Exercise goal:
Can you turn the entries from the line containing "Presence verification: does any blurred green" through the line containing "161, 247, 400, 345" into a JSON list of strings, one string per line with blank lines omitted?

Detection annotation records:

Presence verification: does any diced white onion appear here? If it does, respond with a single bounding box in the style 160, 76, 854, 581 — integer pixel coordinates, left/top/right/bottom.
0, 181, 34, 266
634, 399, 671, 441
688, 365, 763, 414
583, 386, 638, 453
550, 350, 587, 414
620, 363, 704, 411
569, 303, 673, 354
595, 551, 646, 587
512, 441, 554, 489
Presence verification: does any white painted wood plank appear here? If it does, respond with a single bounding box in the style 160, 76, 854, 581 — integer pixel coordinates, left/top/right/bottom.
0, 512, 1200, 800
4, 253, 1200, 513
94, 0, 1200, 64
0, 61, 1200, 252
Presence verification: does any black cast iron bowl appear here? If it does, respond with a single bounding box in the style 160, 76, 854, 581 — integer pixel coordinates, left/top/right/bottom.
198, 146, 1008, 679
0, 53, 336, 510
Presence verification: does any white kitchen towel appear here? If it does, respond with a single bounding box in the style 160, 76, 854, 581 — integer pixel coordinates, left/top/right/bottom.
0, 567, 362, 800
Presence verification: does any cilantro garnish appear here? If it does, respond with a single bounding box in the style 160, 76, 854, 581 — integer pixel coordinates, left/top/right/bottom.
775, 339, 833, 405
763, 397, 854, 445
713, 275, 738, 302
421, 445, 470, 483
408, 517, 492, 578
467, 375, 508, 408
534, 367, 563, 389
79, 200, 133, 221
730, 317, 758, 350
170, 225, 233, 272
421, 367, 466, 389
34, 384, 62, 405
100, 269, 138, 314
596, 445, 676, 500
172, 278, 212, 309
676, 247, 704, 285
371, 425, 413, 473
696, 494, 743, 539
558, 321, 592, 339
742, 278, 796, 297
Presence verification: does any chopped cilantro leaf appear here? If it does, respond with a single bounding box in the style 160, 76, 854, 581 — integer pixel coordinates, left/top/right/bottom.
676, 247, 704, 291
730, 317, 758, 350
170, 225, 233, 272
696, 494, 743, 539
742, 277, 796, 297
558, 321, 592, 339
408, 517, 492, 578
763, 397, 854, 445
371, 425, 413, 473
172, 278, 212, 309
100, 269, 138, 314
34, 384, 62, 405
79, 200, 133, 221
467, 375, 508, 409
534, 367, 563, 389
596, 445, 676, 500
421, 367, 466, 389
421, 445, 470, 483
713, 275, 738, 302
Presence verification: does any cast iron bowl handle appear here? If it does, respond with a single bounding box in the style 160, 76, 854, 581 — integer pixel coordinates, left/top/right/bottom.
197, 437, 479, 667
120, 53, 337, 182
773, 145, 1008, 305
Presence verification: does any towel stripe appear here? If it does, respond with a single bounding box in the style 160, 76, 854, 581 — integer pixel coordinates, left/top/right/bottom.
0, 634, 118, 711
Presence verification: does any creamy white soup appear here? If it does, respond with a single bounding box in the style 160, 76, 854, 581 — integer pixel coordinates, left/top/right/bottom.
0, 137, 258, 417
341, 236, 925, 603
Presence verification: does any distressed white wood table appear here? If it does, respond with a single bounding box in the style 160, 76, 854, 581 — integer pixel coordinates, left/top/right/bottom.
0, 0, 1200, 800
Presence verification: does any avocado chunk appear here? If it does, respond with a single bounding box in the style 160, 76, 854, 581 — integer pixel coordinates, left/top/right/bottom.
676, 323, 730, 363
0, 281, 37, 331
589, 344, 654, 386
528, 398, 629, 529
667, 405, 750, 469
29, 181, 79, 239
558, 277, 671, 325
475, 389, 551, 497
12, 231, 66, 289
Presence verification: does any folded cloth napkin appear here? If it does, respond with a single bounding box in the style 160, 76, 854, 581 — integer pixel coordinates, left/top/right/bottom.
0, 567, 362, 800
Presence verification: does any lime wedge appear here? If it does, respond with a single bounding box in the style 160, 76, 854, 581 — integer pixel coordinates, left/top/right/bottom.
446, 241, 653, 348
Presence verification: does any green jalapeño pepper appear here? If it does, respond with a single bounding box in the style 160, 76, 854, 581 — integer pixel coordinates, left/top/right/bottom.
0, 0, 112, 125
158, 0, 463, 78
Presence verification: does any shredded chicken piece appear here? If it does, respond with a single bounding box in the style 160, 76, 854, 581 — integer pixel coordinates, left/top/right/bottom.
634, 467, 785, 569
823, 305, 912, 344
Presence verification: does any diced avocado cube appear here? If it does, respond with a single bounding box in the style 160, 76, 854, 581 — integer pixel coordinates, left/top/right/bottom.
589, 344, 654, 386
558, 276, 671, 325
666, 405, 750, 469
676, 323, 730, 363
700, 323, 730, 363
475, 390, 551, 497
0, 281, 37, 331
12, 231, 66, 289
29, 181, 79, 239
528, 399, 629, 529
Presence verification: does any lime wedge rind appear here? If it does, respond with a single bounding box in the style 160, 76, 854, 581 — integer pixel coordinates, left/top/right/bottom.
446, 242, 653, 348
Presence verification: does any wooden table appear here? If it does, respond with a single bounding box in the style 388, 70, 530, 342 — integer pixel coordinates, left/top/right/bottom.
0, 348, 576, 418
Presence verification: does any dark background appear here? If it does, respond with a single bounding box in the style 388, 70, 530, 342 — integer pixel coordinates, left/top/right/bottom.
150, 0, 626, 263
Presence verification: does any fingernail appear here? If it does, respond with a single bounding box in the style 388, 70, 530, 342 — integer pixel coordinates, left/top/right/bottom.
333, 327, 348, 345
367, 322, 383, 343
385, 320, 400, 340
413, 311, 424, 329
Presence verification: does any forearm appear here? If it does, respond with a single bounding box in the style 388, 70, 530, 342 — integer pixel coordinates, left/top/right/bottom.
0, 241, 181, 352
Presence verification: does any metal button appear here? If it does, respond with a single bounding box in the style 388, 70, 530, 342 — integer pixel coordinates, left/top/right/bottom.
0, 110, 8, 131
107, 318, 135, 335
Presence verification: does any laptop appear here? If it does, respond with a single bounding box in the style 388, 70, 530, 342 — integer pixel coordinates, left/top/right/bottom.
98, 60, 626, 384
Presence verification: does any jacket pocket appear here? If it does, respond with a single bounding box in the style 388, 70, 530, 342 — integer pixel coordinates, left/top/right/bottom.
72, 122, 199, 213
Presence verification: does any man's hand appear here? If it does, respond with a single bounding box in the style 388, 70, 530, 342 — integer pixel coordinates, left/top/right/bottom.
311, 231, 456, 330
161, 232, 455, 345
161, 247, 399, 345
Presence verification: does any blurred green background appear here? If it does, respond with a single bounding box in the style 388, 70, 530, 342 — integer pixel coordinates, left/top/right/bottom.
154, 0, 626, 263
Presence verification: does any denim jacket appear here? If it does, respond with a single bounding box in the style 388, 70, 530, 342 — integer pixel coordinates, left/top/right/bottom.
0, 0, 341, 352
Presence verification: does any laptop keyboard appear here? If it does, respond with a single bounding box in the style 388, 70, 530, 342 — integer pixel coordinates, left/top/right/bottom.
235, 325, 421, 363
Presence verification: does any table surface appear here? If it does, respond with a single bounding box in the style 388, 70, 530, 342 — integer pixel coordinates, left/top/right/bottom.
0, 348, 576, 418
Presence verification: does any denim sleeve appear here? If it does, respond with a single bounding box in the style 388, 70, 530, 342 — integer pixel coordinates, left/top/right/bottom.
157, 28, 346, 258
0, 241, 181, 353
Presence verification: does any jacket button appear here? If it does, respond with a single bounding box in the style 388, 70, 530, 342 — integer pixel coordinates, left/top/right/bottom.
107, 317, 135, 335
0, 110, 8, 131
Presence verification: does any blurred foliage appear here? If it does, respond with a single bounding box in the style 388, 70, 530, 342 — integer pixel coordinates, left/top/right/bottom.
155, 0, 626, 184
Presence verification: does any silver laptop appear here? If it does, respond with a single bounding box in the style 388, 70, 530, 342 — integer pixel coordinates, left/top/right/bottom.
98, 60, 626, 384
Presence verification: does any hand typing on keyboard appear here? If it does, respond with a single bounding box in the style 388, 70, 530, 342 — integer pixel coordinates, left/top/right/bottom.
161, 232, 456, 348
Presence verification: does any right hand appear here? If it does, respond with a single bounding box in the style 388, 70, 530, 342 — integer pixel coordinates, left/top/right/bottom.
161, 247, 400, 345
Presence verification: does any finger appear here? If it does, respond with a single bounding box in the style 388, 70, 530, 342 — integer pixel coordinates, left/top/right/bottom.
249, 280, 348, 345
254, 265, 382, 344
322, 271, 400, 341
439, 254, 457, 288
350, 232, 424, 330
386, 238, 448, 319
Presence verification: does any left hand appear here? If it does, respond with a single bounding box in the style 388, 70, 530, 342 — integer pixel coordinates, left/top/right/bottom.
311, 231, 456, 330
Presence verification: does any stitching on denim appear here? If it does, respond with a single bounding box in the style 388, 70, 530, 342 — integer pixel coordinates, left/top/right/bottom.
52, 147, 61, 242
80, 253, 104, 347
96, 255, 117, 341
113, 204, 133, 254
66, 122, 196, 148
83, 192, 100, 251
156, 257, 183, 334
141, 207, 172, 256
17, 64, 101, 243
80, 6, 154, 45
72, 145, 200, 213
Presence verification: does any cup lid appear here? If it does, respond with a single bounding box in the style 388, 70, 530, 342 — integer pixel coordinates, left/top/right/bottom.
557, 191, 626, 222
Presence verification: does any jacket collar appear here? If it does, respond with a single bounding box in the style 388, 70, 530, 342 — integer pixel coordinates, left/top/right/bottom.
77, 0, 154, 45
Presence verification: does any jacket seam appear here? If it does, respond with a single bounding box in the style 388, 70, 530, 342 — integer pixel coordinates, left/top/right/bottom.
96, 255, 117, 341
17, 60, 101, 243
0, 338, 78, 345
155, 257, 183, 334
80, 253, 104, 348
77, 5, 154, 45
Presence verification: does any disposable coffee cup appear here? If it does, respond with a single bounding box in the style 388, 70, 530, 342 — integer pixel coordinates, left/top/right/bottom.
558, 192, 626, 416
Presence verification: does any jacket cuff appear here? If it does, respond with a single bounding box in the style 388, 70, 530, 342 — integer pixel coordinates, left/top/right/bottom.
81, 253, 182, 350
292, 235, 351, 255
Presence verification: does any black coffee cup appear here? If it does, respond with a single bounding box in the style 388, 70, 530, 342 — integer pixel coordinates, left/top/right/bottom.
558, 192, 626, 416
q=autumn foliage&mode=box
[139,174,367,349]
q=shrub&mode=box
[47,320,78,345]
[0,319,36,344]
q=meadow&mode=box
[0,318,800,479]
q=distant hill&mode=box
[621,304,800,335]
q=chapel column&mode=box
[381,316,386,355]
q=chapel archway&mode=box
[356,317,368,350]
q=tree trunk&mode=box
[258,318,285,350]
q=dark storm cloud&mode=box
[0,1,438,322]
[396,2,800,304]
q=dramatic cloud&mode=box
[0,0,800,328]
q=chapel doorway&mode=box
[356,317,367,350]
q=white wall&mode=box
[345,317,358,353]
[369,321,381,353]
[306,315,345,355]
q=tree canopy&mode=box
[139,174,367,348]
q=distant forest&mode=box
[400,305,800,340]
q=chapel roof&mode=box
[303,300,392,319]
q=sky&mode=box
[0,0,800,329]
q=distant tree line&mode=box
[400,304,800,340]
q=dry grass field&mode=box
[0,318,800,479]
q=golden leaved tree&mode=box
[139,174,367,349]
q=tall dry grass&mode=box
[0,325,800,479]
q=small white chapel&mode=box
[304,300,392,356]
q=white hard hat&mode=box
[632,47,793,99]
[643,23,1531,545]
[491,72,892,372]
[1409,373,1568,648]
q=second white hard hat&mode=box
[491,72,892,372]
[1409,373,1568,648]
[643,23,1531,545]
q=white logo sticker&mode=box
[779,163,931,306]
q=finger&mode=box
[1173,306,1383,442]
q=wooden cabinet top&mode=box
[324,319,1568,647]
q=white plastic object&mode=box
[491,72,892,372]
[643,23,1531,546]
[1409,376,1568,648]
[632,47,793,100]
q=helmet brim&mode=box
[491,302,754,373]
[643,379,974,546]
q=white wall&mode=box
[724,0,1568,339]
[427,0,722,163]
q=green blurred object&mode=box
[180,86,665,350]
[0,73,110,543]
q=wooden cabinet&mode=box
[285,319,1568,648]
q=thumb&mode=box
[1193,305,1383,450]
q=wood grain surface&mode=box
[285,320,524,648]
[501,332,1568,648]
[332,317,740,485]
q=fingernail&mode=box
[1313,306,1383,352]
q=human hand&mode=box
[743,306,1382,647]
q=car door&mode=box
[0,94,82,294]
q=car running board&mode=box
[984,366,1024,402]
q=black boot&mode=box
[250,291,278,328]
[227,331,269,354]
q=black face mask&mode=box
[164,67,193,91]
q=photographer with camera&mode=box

Answer:
[
  "Presence verification: does any blurred green background appear here? If it does, respond with a single bounding box in the style 388, 70, 530, 342 — integer pixel coordinates, left/top/right/bottom.",
  "154, 0, 626, 263",
  "Presence verification: does any denim jacket appear here? If it does, respond with a single bounding box in the style 388, 70, 530, 342 — integer pixel coordinates, left/top/right/bottom.",
  "0, 0, 341, 352",
  "Presence verification: does any laptop keyboard appear here? If it does, respond with a single bounding box in the style 388, 70, 530, 342 — integer pixel coordinates, left/top/right/bottom.",
  "235, 325, 421, 363",
  "Presence verification: does any table surface appear here? If it does, respond with a single bounding box in the style 388, 70, 530, 342 — integer pixel coordinates, left/top/right/bottom.",
  "0, 348, 576, 418",
  "Presence verification: does any denim sleeve appear here? If it does, respond with a single bounding box in the style 388, 70, 530, 342 — integer pixel coordinates, left/top/right/bottom.",
  "157, 28, 346, 258",
  "0, 241, 181, 353",
  "Presence verification: does any jacket button appear here? If it does, respond with a single bounding box in the style 388, 70, 530, 342 — integer pixel coordinates, left/top/right/bottom.",
  "107, 317, 135, 335",
  "0, 110, 8, 131",
  "Presence verification: does any blurred foliage appear here? If it does, respond with a single bounding box in the style 388, 70, 530, 342 — integer pixel coordinates, left/top/right/bottom.",
  "155, 0, 626, 184",
  "Presence verification: does any silver laptop appear here? If it does, respond with a single bounding box in the style 388, 70, 530, 342 — integer pixel coordinates, left/top/right/bottom.",
  "98, 60, 626, 384",
  "Presence verification: does any hand typing on keyboard appear here? If it does, respond with a single bounding box in the style 388, 70, 530, 342 — integer pixel coordinates, left/top/right/bottom.",
  "161, 232, 456, 348",
  "Presence verification: does any right hand appear here? If it does, respond with a single bounding box in the style 388, 70, 530, 342 — integer pixel coordinates, left/top/right/bottom.",
  "161, 247, 400, 345"
]